* **Detection annotation records**
==================================================

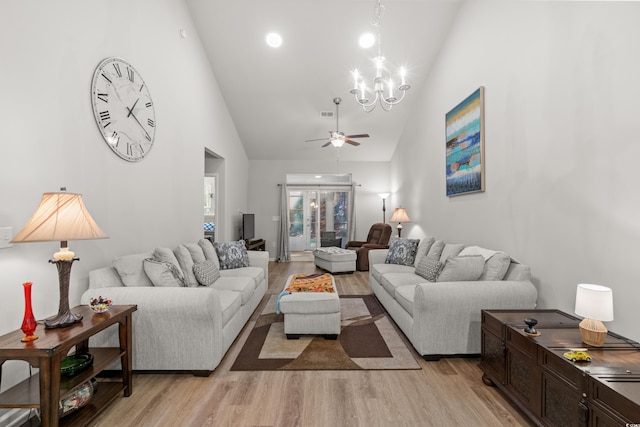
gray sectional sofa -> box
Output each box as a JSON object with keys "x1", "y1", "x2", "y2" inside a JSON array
[
  {"x1": 369, "y1": 237, "x2": 537, "y2": 360},
  {"x1": 81, "y1": 239, "x2": 269, "y2": 376}
]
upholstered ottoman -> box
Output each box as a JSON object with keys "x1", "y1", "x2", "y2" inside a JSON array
[
  {"x1": 278, "y1": 273, "x2": 340, "y2": 339},
  {"x1": 313, "y1": 247, "x2": 358, "y2": 273}
]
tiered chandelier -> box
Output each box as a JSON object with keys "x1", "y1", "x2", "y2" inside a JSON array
[{"x1": 351, "y1": 0, "x2": 411, "y2": 113}]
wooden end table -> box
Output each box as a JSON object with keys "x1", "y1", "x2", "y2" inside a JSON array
[
  {"x1": 0, "y1": 305, "x2": 137, "y2": 427},
  {"x1": 480, "y1": 310, "x2": 640, "y2": 427}
]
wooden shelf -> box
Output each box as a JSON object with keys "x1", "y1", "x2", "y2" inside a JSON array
[{"x1": 0, "y1": 305, "x2": 137, "y2": 427}]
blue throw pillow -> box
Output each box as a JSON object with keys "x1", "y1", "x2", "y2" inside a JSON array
[
  {"x1": 384, "y1": 239, "x2": 420, "y2": 266},
  {"x1": 213, "y1": 240, "x2": 249, "y2": 270}
]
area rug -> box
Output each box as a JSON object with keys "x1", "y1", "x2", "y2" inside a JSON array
[{"x1": 231, "y1": 295, "x2": 421, "y2": 371}]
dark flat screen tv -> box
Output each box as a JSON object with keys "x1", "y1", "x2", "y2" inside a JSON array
[{"x1": 242, "y1": 214, "x2": 256, "y2": 240}]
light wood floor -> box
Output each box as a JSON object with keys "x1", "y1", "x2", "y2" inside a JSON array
[{"x1": 93, "y1": 262, "x2": 533, "y2": 427}]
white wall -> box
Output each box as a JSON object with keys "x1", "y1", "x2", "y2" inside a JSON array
[
  {"x1": 0, "y1": 0, "x2": 248, "y2": 389},
  {"x1": 248, "y1": 160, "x2": 393, "y2": 254},
  {"x1": 391, "y1": 1, "x2": 640, "y2": 340}
]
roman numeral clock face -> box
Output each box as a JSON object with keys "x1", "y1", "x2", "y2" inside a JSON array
[{"x1": 91, "y1": 58, "x2": 156, "y2": 162}]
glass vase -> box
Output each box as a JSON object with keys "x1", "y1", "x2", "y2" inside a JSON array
[{"x1": 20, "y1": 282, "x2": 38, "y2": 342}]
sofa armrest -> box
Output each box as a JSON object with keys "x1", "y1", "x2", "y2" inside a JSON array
[
  {"x1": 412, "y1": 280, "x2": 538, "y2": 355},
  {"x1": 362, "y1": 243, "x2": 389, "y2": 249},
  {"x1": 345, "y1": 240, "x2": 367, "y2": 248},
  {"x1": 369, "y1": 249, "x2": 389, "y2": 267},
  {"x1": 89, "y1": 266, "x2": 124, "y2": 288},
  {"x1": 81, "y1": 286, "x2": 224, "y2": 370}
]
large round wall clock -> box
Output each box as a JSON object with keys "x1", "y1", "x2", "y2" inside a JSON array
[{"x1": 91, "y1": 58, "x2": 156, "y2": 162}]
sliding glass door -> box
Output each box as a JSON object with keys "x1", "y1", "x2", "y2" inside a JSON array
[{"x1": 289, "y1": 189, "x2": 350, "y2": 251}]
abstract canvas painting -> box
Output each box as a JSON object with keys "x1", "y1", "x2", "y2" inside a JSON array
[{"x1": 445, "y1": 86, "x2": 484, "y2": 196}]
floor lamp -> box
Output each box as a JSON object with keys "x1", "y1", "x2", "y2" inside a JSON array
[
  {"x1": 11, "y1": 192, "x2": 107, "y2": 328},
  {"x1": 378, "y1": 193, "x2": 391, "y2": 224}
]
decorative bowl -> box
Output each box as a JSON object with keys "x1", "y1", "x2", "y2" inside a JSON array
[{"x1": 89, "y1": 296, "x2": 111, "y2": 313}]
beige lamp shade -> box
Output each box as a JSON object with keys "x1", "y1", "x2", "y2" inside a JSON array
[
  {"x1": 575, "y1": 283, "x2": 613, "y2": 347},
  {"x1": 389, "y1": 208, "x2": 411, "y2": 222},
  {"x1": 11, "y1": 192, "x2": 107, "y2": 243}
]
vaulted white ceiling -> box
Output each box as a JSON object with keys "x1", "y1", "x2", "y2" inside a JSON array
[{"x1": 187, "y1": 0, "x2": 461, "y2": 161}]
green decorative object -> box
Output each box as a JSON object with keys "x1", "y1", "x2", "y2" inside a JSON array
[{"x1": 60, "y1": 353, "x2": 93, "y2": 377}]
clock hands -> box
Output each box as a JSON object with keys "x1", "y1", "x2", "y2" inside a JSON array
[
  {"x1": 127, "y1": 98, "x2": 140, "y2": 118},
  {"x1": 126, "y1": 105, "x2": 151, "y2": 141}
]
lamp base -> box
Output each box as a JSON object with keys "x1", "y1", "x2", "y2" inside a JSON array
[
  {"x1": 578, "y1": 317, "x2": 607, "y2": 347},
  {"x1": 44, "y1": 258, "x2": 82, "y2": 329}
]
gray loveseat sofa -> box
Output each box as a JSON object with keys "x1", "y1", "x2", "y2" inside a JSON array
[
  {"x1": 369, "y1": 237, "x2": 538, "y2": 360},
  {"x1": 81, "y1": 239, "x2": 269, "y2": 376}
]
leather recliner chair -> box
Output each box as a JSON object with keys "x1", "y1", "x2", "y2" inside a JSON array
[{"x1": 346, "y1": 222, "x2": 392, "y2": 271}]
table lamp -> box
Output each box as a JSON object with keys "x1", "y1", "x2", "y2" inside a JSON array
[
  {"x1": 378, "y1": 193, "x2": 391, "y2": 224},
  {"x1": 11, "y1": 191, "x2": 107, "y2": 328},
  {"x1": 389, "y1": 207, "x2": 411, "y2": 238},
  {"x1": 575, "y1": 283, "x2": 613, "y2": 347}
]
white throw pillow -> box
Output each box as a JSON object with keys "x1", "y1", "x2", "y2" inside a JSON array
[{"x1": 436, "y1": 255, "x2": 484, "y2": 282}]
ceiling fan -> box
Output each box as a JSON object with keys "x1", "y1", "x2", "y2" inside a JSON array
[{"x1": 305, "y1": 97, "x2": 369, "y2": 148}]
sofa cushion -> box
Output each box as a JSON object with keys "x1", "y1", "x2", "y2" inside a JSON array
[
  {"x1": 380, "y1": 272, "x2": 425, "y2": 298},
  {"x1": 113, "y1": 252, "x2": 153, "y2": 286},
  {"x1": 414, "y1": 236, "x2": 436, "y2": 267},
  {"x1": 440, "y1": 243, "x2": 464, "y2": 262},
  {"x1": 213, "y1": 240, "x2": 249, "y2": 270},
  {"x1": 142, "y1": 258, "x2": 187, "y2": 287},
  {"x1": 184, "y1": 243, "x2": 207, "y2": 264},
  {"x1": 416, "y1": 256, "x2": 444, "y2": 282},
  {"x1": 173, "y1": 245, "x2": 200, "y2": 287},
  {"x1": 384, "y1": 239, "x2": 420, "y2": 266},
  {"x1": 220, "y1": 267, "x2": 265, "y2": 287},
  {"x1": 193, "y1": 260, "x2": 220, "y2": 286},
  {"x1": 427, "y1": 240, "x2": 444, "y2": 261},
  {"x1": 436, "y1": 255, "x2": 484, "y2": 282},
  {"x1": 153, "y1": 248, "x2": 184, "y2": 279},
  {"x1": 211, "y1": 277, "x2": 256, "y2": 305},
  {"x1": 369, "y1": 264, "x2": 416, "y2": 283},
  {"x1": 198, "y1": 239, "x2": 220, "y2": 269},
  {"x1": 218, "y1": 289, "x2": 242, "y2": 328},
  {"x1": 460, "y1": 246, "x2": 511, "y2": 280},
  {"x1": 396, "y1": 285, "x2": 416, "y2": 317},
  {"x1": 478, "y1": 252, "x2": 511, "y2": 280}
]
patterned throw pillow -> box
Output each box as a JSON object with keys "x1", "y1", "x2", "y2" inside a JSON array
[
  {"x1": 384, "y1": 239, "x2": 420, "y2": 265},
  {"x1": 416, "y1": 256, "x2": 444, "y2": 282},
  {"x1": 213, "y1": 240, "x2": 249, "y2": 270},
  {"x1": 143, "y1": 258, "x2": 187, "y2": 287},
  {"x1": 193, "y1": 260, "x2": 220, "y2": 286}
]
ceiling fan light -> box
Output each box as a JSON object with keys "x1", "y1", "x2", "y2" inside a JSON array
[{"x1": 358, "y1": 33, "x2": 376, "y2": 49}]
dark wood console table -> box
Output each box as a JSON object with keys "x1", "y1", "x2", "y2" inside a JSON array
[
  {"x1": 0, "y1": 305, "x2": 137, "y2": 427},
  {"x1": 480, "y1": 310, "x2": 640, "y2": 427},
  {"x1": 245, "y1": 239, "x2": 267, "y2": 251}
]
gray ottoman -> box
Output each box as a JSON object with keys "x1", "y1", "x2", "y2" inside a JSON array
[
  {"x1": 313, "y1": 247, "x2": 358, "y2": 273},
  {"x1": 278, "y1": 275, "x2": 340, "y2": 339}
]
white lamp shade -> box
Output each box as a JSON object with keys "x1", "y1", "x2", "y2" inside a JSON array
[
  {"x1": 389, "y1": 208, "x2": 411, "y2": 222},
  {"x1": 575, "y1": 283, "x2": 613, "y2": 322}
]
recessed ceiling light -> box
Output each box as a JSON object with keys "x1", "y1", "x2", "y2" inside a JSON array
[
  {"x1": 266, "y1": 33, "x2": 282, "y2": 47},
  {"x1": 360, "y1": 33, "x2": 376, "y2": 49}
]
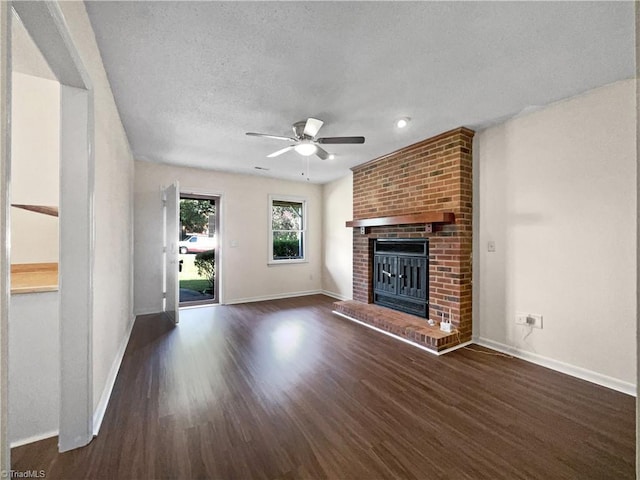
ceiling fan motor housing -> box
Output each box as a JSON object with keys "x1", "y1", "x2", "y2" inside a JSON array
[{"x1": 293, "y1": 120, "x2": 313, "y2": 140}]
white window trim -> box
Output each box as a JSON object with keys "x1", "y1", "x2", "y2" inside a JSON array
[{"x1": 267, "y1": 194, "x2": 309, "y2": 265}]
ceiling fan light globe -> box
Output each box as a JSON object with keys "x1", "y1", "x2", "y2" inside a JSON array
[{"x1": 294, "y1": 143, "x2": 318, "y2": 157}]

==================================================

* **WHAT THIS TASK INVOLVES**
Swap "ceiling fan" for "overhead fan" in the records from the line with "white lamp shade -> box" through the end of the records, and write out those lines with nothing else changed. Leave the pictures out of the answer.

* **RESULT OF THIS TASK**
white lamp shade -> box
Output each box as a JSON object with keys "x1", "y1", "x2", "y2" inside a JSON array
[
  {"x1": 389, "y1": 208, "x2": 411, "y2": 222},
  {"x1": 575, "y1": 283, "x2": 613, "y2": 322}
]
recessed ceiling light -> box
Output each box as a JSON object with keys "x1", "y1", "x2", "y2" inside a JSON array
[
  {"x1": 266, "y1": 33, "x2": 282, "y2": 47},
  {"x1": 360, "y1": 33, "x2": 376, "y2": 49}
]
overhead fan motor housing -> box
Output each box as a JSON object with keys "x1", "y1", "x2", "y2" inside a JSON array
[{"x1": 293, "y1": 120, "x2": 313, "y2": 140}]
white window trim -> box
Output each box as a JSON object with keys "x1", "y1", "x2", "y2" inside a JSON array
[{"x1": 267, "y1": 194, "x2": 309, "y2": 265}]
overhead fan light globe -> box
Output each box as a JSON object with keys "x1", "y1", "x2", "y2" inside a JSON array
[{"x1": 294, "y1": 143, "x2": 318, "y2": 157}]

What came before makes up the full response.